|By Scott Allen||
|January 22, 2016 05:00 PM EST||
Seismic monitoring tends to pop up in the news only during disaster situations, or, more recently, in conjunction with North Korea’s possible detonation of a hydrogen bomb. Earlier in 2015, The New Yorker ran a piece, “The Really Big One,” looking at the probability of a large earthquake destroying the Pacific Northwest. The earthquake off the coast of Japan in 2011 triggered one of the largest nuclear plant meltdowns of recent history, the impact of which we are still dealing with today.
Point being, the typical association with seismic monitoring – earthquakes and explosions – is negative. The day-to-day reality, however, is much more interesting.
Every day, vast amounts of seismic data are being collected the world over, and that data is being reflected by cities taking action to create smarter, more resilient infrastructures – especially in areas where seismic activity either happens frequently or would be devastating were an event to occur. Geological hazard monitoring has become a primary focus for many areas of the world, and as the technology has matured, so has the ability to transport data in real time. In turn, with real-time data transport comes the ability to incorporate predictive analytics and more intelligent decision making for city planning and civil engineers.

=== Written problem 1 ===
Reproduce the seismic monitoring article from "Point being, the" up to and including "much more interesting.", swapping "negative" for "unfavorable".

[Items from a dataset]
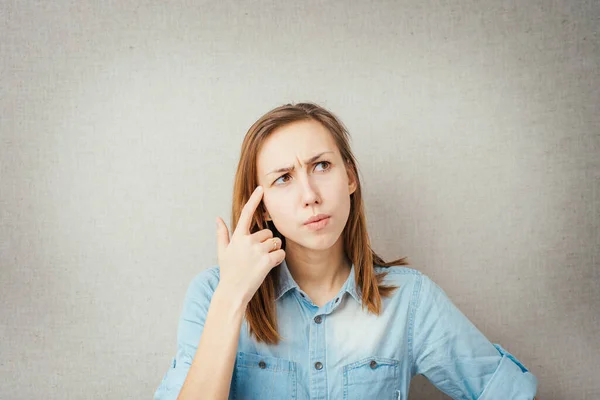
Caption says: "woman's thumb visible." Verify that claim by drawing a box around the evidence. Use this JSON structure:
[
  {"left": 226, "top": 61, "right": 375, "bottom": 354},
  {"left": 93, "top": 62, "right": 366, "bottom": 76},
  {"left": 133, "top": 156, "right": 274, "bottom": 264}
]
[{"left": 217, "top": 217, "right": 229, "bottom": 254}]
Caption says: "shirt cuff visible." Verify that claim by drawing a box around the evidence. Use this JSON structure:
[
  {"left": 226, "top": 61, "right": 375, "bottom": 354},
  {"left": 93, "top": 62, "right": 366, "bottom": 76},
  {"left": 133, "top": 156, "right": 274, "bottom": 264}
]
[{"left": 478, "top": 343, "right": 538, "bottom": 400}]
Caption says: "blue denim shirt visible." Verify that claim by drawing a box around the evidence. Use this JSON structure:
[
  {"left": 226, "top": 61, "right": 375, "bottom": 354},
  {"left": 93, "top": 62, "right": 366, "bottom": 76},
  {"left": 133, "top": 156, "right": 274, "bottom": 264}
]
[{"left": 154, "top": 261, "right": 537, "bottom": 400}]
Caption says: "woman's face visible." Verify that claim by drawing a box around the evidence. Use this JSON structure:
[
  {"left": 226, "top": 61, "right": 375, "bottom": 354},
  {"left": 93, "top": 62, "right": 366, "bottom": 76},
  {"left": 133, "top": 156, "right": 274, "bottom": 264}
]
[{"left": 257, "top": 120, "right": 356, "bottom": 250}]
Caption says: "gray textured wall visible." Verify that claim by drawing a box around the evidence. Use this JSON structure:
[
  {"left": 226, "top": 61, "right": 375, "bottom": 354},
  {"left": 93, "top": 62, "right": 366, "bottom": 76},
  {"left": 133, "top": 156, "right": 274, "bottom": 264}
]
[{"left": 0, "top": 0, "right": 600, "bottom": 400}]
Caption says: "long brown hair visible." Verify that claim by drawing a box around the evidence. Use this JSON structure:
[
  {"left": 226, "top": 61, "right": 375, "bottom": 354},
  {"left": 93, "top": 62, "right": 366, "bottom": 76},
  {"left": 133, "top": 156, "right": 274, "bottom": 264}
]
[{"left": 231, "top": 103, "right": 409, "bottom": 344}]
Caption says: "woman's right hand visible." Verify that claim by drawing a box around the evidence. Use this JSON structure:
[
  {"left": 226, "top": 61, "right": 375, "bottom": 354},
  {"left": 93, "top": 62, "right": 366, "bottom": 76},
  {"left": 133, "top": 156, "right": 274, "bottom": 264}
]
[{"left": 217, "top": 186, "right": 285, "bottom": 304}]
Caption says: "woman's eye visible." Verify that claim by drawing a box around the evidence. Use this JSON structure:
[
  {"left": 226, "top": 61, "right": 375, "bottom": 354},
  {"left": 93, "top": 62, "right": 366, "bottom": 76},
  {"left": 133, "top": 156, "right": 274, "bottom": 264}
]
[{"left": 273, "top": 161, "right": 331, "bottom": 184}]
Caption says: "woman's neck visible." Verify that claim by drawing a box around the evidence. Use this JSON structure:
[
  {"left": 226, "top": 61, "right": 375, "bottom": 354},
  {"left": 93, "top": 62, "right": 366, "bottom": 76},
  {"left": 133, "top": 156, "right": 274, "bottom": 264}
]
[{"left": 285, "top": 236, "right": 352, "bottom": 306}]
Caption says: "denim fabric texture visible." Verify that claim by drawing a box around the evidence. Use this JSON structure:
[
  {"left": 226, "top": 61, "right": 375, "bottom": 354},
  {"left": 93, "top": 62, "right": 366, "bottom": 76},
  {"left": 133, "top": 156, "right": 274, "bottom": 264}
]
[{"left": 154, "top": 261, "right": 538, "bottom": 400}]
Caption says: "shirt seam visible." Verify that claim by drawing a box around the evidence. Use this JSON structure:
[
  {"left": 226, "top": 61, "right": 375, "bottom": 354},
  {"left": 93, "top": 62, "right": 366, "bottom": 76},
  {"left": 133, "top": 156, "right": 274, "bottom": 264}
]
[{"left": 408, "top": 274, "right": 423, "bottom": 378}]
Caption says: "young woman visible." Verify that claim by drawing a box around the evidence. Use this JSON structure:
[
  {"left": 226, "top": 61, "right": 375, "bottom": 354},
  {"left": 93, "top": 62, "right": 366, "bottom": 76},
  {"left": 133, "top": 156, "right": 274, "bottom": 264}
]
[{"left": 155, "top": 103, "right": 537, "bottom": 400}]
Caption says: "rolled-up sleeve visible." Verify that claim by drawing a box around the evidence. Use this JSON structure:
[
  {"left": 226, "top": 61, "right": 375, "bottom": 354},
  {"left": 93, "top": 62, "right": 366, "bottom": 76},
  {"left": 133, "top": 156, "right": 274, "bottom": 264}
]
[
  {"left": 154, "top": 267, "right": 219, "bottom": 400},
  {"left": 410, "top": 274, "right": 538, "bottom": 400}
]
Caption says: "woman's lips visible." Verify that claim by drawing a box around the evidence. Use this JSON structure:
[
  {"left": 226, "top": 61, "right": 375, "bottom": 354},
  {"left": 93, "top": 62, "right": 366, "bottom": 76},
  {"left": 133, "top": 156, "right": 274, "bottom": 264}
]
[{"left": 304, "top": 217, "right": 331, "bottom": 231}]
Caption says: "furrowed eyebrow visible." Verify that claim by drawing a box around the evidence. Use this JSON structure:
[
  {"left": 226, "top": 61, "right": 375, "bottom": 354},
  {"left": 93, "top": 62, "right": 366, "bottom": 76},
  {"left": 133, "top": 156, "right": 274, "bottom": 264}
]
[{"left": 266, "top": 151, "right": 333, "bottom": 175}]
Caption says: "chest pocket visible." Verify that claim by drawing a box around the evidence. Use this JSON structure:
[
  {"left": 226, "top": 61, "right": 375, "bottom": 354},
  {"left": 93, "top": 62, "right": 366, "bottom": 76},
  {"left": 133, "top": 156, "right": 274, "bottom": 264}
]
[
  {"left": 343, "top": 357, "right": 402, "bottom": 400},
  {"left": 230, "top": 352, "right": 297, "bottom": 400}
]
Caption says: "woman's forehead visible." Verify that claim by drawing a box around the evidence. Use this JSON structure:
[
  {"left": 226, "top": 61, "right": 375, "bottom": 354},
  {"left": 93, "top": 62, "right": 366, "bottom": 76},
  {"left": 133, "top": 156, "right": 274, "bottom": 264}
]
[{"left": 257, "top": 121, "right": 337, "bottom": 166}]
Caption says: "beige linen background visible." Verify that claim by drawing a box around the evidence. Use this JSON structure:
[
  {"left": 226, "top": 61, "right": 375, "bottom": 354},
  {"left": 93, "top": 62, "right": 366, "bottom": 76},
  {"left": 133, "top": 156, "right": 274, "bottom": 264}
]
[{"left": 0, "top": 0, "right": 600, "bottom": 400}]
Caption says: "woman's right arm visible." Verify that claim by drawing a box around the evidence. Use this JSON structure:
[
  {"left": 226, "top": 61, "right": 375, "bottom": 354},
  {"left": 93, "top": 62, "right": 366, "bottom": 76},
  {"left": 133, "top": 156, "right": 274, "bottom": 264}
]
[
  {"left": 155, "top": 188, "right": 285, "bottom": 400},
  {"left": 177, "top": 287, "right": 246, "bottom": 400}
]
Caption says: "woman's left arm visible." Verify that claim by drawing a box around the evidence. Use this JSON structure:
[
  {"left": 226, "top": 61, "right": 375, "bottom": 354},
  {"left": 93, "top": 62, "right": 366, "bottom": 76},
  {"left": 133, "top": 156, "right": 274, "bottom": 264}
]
[{"left": 409, "top": 274, "right": 538, "bottom": 400}]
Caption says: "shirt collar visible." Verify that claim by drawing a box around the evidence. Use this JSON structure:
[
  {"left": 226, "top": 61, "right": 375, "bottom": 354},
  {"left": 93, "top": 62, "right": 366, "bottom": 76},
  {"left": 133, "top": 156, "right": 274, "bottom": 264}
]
[{"left": 275, "top": 259, "right": 362, "bottom": 304}]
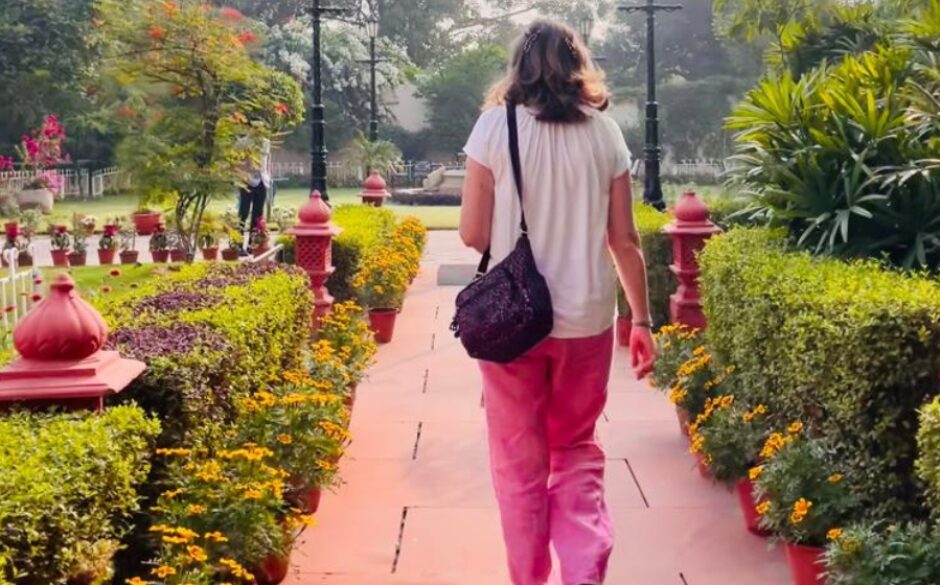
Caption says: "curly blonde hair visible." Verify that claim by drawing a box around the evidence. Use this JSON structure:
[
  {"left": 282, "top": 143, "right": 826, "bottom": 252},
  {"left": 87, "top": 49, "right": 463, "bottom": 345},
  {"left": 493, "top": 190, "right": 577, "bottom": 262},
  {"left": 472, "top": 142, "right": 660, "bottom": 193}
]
[{"left": 486, "top": 20, "right": 610, "bottom": 124}]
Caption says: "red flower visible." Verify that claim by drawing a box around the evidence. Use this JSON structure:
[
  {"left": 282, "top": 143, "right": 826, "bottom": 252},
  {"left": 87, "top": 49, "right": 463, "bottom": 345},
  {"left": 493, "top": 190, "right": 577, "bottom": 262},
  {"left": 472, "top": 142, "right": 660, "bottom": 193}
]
[
  {"left": 238, "top": 30, "right": 258, "bottom": 45},
  {"left": 219, "top": 6, "right": 245, "bottom": 22}
]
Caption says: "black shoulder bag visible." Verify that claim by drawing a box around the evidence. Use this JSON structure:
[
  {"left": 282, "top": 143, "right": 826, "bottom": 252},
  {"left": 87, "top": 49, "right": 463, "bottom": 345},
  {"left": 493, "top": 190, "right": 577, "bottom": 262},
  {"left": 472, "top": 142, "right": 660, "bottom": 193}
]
[{"left": 450, "top": 104, "right": 555, "bottom": 364}]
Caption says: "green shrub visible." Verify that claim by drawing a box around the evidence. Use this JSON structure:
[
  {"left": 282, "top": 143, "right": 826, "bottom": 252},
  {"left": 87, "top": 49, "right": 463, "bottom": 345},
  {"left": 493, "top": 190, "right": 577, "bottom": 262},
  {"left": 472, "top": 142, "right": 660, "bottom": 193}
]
[
  {"left": 617, "top": 204, "right": 676, "bottom": 326},
  {"left": 917, "top": 398, "right": 940, "bottom": 517},
  {"left": 701, "top": 229, "right": 940, "bottom": 517},
  {"left": 0, "top": 406, "right": 160, "bottom": 585},
  {"left": 326, "top": 205, "right": 396, "bottom": 301},
  {"left": 826, "top": 524, "right": 940, "bottom": 585}
]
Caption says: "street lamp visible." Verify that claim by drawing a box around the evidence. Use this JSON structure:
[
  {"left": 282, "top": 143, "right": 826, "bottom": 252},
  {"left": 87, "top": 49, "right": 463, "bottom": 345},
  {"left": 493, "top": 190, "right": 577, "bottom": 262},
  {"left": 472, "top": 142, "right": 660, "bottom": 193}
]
[
  {"left": 619, "top": 0, "right": 682, "bottom": 211},
  {"left": 310, "top": 0, "right": 346, "bottom": 202},
  {"left": 366, "top": 14, "right": 379, "bottom": 142}
]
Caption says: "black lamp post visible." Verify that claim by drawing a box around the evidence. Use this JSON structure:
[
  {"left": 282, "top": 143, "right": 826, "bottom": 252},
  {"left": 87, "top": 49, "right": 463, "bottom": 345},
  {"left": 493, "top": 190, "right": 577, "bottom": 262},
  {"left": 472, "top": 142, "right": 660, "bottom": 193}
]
[
  {"left": 310, "top": 0, "right": 347, "bottom": 202},
  {"left": 365, "top": 14, "right": 382, "bottom": 142},
  {"left": 619, "top": 0, "right": 682, "bottom": 211}
]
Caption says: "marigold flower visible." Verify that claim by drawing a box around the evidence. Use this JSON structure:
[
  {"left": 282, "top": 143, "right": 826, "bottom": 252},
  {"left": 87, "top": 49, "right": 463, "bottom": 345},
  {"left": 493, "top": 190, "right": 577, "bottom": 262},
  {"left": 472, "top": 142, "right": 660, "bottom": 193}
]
[
  {"left": 150, "top": 565, "right": 176, "bottom": 579},
  {"left": 790, "top": 498, "right": 813, "bottom": 525}
]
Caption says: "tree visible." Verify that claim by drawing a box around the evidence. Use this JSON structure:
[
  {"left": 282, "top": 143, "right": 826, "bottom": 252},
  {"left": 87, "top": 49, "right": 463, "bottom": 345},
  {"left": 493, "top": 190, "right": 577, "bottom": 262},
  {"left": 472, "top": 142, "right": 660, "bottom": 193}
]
[
  {"left": 0, "top": 0, "right": 102, "bottom": 158},
  {"left": 102, "top": 0, "right": 303, "bottom": 257},
  {"left": 420, "top": 45, "right": 506, "bottom": 152}
]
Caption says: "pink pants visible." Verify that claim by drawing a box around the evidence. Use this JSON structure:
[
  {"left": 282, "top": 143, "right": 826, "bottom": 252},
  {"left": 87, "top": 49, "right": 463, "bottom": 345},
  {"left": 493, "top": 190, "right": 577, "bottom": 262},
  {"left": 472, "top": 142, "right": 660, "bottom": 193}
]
[{"left": 480, "top": 331, "right": 613, "bottom": 585}]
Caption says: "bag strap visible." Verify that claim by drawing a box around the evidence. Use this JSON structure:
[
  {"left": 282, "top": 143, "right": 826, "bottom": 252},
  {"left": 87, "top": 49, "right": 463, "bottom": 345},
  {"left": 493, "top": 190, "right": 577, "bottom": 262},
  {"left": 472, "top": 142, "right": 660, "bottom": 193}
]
[{"left": 476, "top": 102, "right": 529, "bottom": 278}]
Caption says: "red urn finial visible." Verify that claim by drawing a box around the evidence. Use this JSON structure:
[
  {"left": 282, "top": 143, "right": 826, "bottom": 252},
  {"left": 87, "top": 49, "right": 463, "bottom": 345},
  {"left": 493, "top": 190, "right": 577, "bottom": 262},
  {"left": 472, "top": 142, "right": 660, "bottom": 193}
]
[
  {"left": 13, "top": 274, "right": 108, "bottom": 361},
  {"left": 675, "top": 191, "right": 710, "bottom": 223},
  {"left": 298, "top": 190, "right": 333, "bottom": 224}
]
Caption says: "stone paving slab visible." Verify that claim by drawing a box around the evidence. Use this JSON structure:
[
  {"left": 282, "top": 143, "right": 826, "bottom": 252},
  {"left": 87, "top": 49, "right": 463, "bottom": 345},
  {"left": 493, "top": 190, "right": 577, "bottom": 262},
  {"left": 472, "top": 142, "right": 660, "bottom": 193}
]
[{"left": 287, "top": 232, "right": 789, "bottom": 585}]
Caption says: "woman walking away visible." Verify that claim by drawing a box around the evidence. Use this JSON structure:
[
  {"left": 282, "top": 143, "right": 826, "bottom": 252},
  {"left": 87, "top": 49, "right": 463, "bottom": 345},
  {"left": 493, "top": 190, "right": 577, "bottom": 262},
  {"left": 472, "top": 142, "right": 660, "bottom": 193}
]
[{"left": 458, "top": 21, "right": 655, "bottom": 585}]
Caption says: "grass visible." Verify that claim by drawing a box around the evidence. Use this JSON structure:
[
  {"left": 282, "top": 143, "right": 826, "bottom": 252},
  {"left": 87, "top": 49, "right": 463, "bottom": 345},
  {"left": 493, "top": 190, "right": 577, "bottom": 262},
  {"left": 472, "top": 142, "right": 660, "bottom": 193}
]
[
  {"left": 39, "top": 264, "right": 168, "bottom": 298},
  {"left": 12, "top": 184, "right": 736, "bottom": 230},
  {"left": 6, "top": 189, "right": 460, "bottom": 231}
]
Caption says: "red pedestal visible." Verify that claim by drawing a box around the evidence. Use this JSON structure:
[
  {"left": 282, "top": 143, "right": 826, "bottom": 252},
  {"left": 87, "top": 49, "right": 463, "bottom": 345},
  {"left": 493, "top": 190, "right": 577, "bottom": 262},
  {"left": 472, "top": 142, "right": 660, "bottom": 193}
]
[
  {"left": 287, "top": 191, "right": 340, "bottom": 332},
  {"left": 360, "top": 171, "right": 391, "bottom": 207},
  {"left": 0, "top": 274, "right": 145, "bottom": 410},
  {"left": 665, "top": 192, "right": 721, "bottom": 329}
]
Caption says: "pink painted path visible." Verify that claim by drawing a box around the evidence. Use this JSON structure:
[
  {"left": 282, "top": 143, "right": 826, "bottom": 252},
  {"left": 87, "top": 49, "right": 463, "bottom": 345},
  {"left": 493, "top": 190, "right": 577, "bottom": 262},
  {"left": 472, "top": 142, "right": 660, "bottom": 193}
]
[{"left": 287, "top": 235, "right": 790, "bottom": 585}]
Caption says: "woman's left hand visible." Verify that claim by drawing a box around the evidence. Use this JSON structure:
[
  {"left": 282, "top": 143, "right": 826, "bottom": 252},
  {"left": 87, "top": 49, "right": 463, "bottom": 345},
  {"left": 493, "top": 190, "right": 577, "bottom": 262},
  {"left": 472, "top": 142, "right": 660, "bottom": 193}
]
[{"left": 630, "top": 327, "right": 656, "bottom": 380}]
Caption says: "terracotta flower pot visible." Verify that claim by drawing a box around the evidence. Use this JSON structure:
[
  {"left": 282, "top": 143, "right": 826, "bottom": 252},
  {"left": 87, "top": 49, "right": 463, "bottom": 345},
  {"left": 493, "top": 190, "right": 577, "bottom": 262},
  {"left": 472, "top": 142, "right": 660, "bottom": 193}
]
[
  {"left": 676, "top": 406, "right": 692, "bottom": 437},
  {"left": 98, "top": 248, "right": 116, "bottom": 266},
  {"left": 617, "top": 315, "right": 633, "bottom": 347},
  {"left": 369, "top": 309, "right": 399, "bottom": 343},
  {"left": 784, "top": 542, "right": 826, "bottom": 585},
  {"left": 52, "top": 250, "right": 69, "bottom": 268},
  {"left": 734, "top": 479, "right": 768, "bottom": 536},
  {"left": 251, "top": 551, "right": 290, "bottom": 585},
  {"left": 121, "top": 250, "right": 140, "bottom": 264},
  {"left": 131, "top": 212, "right": 160, "bottom": 236},
  {"left": 69, "top": 252, "right": 88, "bottom": 266}
]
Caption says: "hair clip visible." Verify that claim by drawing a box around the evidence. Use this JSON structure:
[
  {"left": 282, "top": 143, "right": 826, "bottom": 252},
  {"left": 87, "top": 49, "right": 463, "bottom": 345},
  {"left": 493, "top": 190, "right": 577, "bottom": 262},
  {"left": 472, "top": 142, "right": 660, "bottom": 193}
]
[{"left": 522, "top": 29, "right": 542, "bottom": 55}]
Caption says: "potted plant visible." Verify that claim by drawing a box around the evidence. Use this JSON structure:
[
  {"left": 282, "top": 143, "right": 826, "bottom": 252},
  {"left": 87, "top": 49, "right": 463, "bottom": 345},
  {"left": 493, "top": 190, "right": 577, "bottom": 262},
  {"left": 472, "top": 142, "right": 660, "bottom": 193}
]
[
  {"left": 16, "top": 115, "right": 68, "bottom": 213},
  {"left": 78, "top": 215, "right": 98, "bottom": 236},
  {"left": 118, "top": 222, "right": 140, "bottom": 264},
  {"left": 150, "top": 224, "right": 170, "bottom": 264},
  {"left": 752, "top": 434, "right": 855, "bottom": 585},
  {"left": 222, "top": 228, "right": 242, "bottom": 262},
  {"left": 98, "top": 224, "right": 118, "bottom": 266},
  {"left": 350, "top": 131, "right": 401, "bottom": 207},
  {"left": 69, "top": 232, "right": 88, "bottom": 266},
  {"left": 50, "top": 225, "right": 72, "bottom": 268},
  {"left": 167, "top": 230, "right": 186, "bottom": 262},
  {"left": 650, "top": 324, "right": 705, "bottom": 436},
  {"left": 689, "top": 401, "right": 771, "bottom": 536},
  {"left": 250, "top": 217, "right": 271, "bottom": 256},
  {"left": 352, "top": 246, "right": 409, "bottom": 343}
]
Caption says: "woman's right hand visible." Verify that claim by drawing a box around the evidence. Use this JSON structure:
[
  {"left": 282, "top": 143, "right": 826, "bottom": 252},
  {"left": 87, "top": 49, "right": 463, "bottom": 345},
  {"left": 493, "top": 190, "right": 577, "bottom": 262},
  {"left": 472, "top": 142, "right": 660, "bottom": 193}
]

=== Written problem 2 ===
Collect every line of the entries that contains the string "black". Case counts.

=== Written response 1 ===
Point being, the typical association with seismic monitoring – earthquakes and explosions – is unfavorable. The day-to-day reality, however, is much more interesting.

=== Written response 2 ===
Caption says: "black shoulder bag visible." Verify that claim by drawing a box around the evidence. Use this JSON structure:
Caption says: "black lamp post visible." Verify that claim by drawing a box around the evidence. Use this JSON structure:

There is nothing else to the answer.